About this exercise
Nothing in the entries may be altered; copy them in full.

◆ ◆ ◆ ◆

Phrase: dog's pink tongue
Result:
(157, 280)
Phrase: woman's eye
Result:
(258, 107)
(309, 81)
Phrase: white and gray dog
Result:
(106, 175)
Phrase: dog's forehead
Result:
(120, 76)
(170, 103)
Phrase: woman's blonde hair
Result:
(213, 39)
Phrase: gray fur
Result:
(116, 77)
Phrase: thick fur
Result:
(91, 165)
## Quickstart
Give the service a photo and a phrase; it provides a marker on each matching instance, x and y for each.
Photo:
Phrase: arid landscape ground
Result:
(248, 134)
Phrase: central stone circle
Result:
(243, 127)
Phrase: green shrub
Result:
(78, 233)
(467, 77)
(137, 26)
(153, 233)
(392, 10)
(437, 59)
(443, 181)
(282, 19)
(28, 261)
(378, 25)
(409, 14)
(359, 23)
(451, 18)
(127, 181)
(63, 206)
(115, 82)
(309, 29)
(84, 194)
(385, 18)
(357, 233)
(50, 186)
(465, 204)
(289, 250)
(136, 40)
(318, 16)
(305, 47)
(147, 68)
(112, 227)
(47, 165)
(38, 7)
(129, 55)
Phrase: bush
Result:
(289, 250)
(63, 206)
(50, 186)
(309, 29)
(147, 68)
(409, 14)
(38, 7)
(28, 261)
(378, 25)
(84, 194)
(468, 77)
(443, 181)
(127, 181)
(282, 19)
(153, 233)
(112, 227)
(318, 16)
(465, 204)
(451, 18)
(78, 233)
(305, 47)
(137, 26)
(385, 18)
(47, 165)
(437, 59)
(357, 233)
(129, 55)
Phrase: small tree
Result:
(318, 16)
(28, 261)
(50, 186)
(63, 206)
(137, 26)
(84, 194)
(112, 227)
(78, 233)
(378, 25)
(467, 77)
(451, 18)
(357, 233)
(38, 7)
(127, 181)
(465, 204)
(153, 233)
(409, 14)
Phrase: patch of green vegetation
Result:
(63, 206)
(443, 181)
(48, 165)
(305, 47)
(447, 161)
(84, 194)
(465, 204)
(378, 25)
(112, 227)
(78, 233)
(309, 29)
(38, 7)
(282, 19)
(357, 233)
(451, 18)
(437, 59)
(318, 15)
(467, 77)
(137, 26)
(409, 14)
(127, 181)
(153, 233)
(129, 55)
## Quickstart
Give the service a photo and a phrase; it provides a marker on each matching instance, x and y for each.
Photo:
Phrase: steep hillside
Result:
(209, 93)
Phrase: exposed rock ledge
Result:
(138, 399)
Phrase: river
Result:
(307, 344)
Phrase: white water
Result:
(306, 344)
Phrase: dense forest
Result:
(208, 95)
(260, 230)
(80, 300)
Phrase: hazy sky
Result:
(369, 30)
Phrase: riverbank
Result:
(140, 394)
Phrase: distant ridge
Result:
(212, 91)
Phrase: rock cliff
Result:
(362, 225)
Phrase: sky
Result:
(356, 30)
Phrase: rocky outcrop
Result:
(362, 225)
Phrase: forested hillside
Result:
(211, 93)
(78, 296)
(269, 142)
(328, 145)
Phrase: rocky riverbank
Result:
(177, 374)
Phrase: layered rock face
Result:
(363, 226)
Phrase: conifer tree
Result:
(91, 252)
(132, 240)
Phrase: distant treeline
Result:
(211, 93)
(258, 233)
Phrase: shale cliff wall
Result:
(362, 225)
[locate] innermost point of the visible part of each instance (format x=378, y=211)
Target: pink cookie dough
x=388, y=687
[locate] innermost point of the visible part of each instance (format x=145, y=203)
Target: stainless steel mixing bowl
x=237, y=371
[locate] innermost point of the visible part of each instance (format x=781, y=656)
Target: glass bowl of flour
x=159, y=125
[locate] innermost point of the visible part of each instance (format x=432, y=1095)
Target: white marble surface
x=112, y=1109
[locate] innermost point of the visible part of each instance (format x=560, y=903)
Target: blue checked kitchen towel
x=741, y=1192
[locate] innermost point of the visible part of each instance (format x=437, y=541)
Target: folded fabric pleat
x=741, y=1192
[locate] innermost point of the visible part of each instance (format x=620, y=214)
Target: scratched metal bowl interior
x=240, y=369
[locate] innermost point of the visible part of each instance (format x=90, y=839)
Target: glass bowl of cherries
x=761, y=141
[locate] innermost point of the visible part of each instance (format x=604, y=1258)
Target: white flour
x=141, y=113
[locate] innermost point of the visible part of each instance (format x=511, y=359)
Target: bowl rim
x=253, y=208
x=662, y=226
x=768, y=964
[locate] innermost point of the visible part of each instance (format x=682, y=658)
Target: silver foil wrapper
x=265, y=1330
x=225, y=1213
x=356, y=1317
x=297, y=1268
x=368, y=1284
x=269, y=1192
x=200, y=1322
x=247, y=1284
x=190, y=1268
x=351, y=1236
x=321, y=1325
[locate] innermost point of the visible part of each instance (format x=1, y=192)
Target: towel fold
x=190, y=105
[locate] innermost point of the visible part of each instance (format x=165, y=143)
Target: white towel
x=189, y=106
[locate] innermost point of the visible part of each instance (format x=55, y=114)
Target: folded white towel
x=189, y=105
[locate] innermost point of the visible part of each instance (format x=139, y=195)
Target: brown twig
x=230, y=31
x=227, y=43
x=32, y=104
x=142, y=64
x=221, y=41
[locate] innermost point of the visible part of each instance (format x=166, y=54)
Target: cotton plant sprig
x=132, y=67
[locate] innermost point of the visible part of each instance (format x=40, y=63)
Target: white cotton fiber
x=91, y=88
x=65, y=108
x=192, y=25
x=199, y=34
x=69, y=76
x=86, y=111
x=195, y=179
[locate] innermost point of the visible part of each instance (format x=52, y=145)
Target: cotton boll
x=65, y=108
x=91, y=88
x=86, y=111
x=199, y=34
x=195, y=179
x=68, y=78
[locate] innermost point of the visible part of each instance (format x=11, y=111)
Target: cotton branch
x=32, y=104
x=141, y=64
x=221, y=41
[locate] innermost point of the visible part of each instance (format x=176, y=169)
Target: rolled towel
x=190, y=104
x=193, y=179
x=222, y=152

◆ ◆ ◆ ◆

Written response
Phrase: dog's pink tongue
Result:
(157, 280)
Phrase: woman's eye
Result:
(258, 107)
(309, 81)
Phrase: white and gray dog
Result:
(106, 175)
Phrase: dog's forehead
Result:
(120, 76)
(170, 103)
Phrase: woman's blonde hair
Result:
(213, 39)
Phrase: gray fur
Result:
(116, 77)
Phrase: thick fur
Result:
(91, 165)
## Quickstart
Give the service a photo and a phrase; it provides a marker on each matching instance, x and y for each.
Photo:
Phrase: arid landscape ground
Result:
(248, 134)
Phrase: central stone circle
Result:
(243, 127)
Phrase: green shrub
Result:
(78, 233)
(467, 77)
(137, 26)
(153, 233)
(392, 10)
(437, 59)
(443, 181)
(282, 19)
(28, 261)
(378, 25)
(409, 14)
(359, 23)
(451, 18)
(127, 181)
(63, 206)
(115, 82)
(309, 29)
(84, 194)
(385, 18)
(357, 233)
(50, 186)
(465, 204)
(289, 250)
(136, 40)
(318, 16)
(305, 47)
(147, 68)
(112, 227)
(47, 165)
(38, 7)
(129, 55)
Phrase: bush
Result:
(289, 250)
(63, 206)
(50, 186)
(309, 29)
(147, 68)
(409, 14)
(38, 7)
(28, 261)
(378, 25)
(84, 194)
(468, 77)
(443, 181)
(127, 181)
(282, 19)
(153, 233)
(112, 227)
(318, 16)
(465, 204)
(451, 18)
(78, 233)
(305, 47)
(137, 26)
(385, 18)
(47, 165)
(437, 59)
(357, 233)
(129, 55)
Phrase: small tree
Result:
(318, 16)
(28, 261)
(50, 186)
(63, 206)
(137, 26)
(84, 194)
(112, 227)
(78, 233)
(378, 25)
(467, 77)
(451, 18)
(357, 233)
(38, 7)
(127, 181)
(465, 204)
(153, 233)
(409, 14)
Phrase: patch of green vegetation
Result:
(63, 206)
(443, 181)
(48, 165)
(305, 47)
(447, 161)
(84, 194)
(465, 204)
(378, 25)
(112, 227)
(78, 233)
(309, 29)
(38, 7)
(282, 19)
(357, 233)
(451, 18)
(437, 59)
(318, 15)
(467, 77)
(137, 26)
(409, 14)
(127, 181)
(153, 233)
(129, 55)
## Quickstart
Give the service a photo and a phrase; it provides a marker on each matching instance, x and y for each.
Photo:
Phrase: steep hillside
Result:
(209, 93)
Phrase: exposed rock ledge
Result:
(138, 399)
Phrase: river
Result:
(307, 344)
Phrase: white water
Result:
(306, 344)
Phrase: dense forest
Result:
(208, 95)
(260, 230)
(80, 300)
Phrase: hazy sky
Result:
(369, 30)
Phrase: riverbank
Result:
(140, 394)
Phrase: distant ridge
Result:
(212, 91)
Phrase: rock cliff
Result:
(362, 225)
Phrase: sky
Result:
(356, 30)
Phrase: rocky outcrop
Result:
(362, 225)
Phrase: forested hillside
Result:
(211, 93)
(78, 296)
(269, 142)
(328, 145)
Phrase: rocky riverbank
Result:
(177, 374)
Phrase: layered rock face
Result:
(363, 226)
Phrase: conifer tree
Result:
(91, 252)
(132, 240)
Phrase: distant treeline
Result:
(211, 93)
(258, 233)
Phrase: shale cliff wall
Result:
(362, 225)
[locate] innermost point of the visible part of each instance (format x=378, y=211)
Target: pink cookie dough
x=388, y=687
[locate] innermost point of the visible part of each instance (format x=145, y=203)
Target: stainless steel mixing bowl
x=237, y=371
[locate] innermost point of the visible part of each instance (format x=781, y=656)
Target: glass bowl of flour
x=159, y=125
[locate] innermost point of the visible part of each instance (format x=432, y=1095)
Target: white marble surface
x=112, y=1109
[locate] innermost point of the visible part of each instance (format x=560, y=903)
Target: blue checked kitchen towel
x=741, y=1192
[locate] innermost point of the visible part of each instance (format x=437, y=541)
Target: folded fabric pleat
x=741, y=1192
[locate] innermost point of the visible part of each instance (format x=620, y=214)
Target: scratched metal bowl interior
x=240, y=369
[locate] innermost point of the visible part of each instance (format x=90, y=839)
Target: glass bowl of cherries
x=761, y=141
[locate] innermost point of the visible part of each instance (format x=604, y=1258)
Target: white flour
x=141, y=113
[locate] innermost point of the visible part of each instance (format x=511, y=359)
Target: bowl rim
x=253, y=208
x=662, y=226
x=768, y=964
[locate] innermost point of the visible part of each instance (format x=682, y=658)
Target: silver foil wrapper
x=265, y=1330
x=225, y=1213
x=356, y=1317
x=297, y=1268
x=368, y=1284
x=269, y=1192
x=200, y=1322
x=247, y=1284
x=190, y=1268
x=351, y=1236
x=321, y=1325
[locate] innermost point of the visible part of each instance (format x=1, y=192)
Target: towel fold
x=190, y=105
[locate] innermost point of the visible part of each instance (format x=165, y=143)
Target: white towel
x=189, y=106
[locate] innermost point of the visible part of each instance (format x=55, y=114)
Target: folded white towel
x=189, y=105
[locate] innermost point of the visible part of each instance (format x=139, y=195)
Target: brown twig
x=230, y=31
x=227, y=43
x=32, y=104
x=142, y=64
x=221, y=41
[locate] innermost point of the visible part of each instance (format x=166, y=54)
Target: cotton plant sprig
x=132, y=67
[locate] innermost point of the visible part of each instance (format x=40, y=63)
Target: white cotton fiber
x=91, y=88
x=65, y=108
x=192, y=25
x=199, y=34
x=69, y=76
x=86, y=111
x=195, y=179
[locate] innermost point of the visible part of each instance (format x=52, y=145)
Target: cotton boll
x=65, y=108
x=91, y=88
x=86, y=111
x=199, y=34
x=195, y=179
x=68, y=78
[locate] innermost point of the visible part of each instance (format x=11, y=111)
Target: cotton branch
x=32, y=104
x=141, y=64
x=221, y=41
[locate] innermost point of the visible part of each instance (format x=176, y=169)
Target: rolled towel
x=190, y=104
x=193, y=179
x=222, y=152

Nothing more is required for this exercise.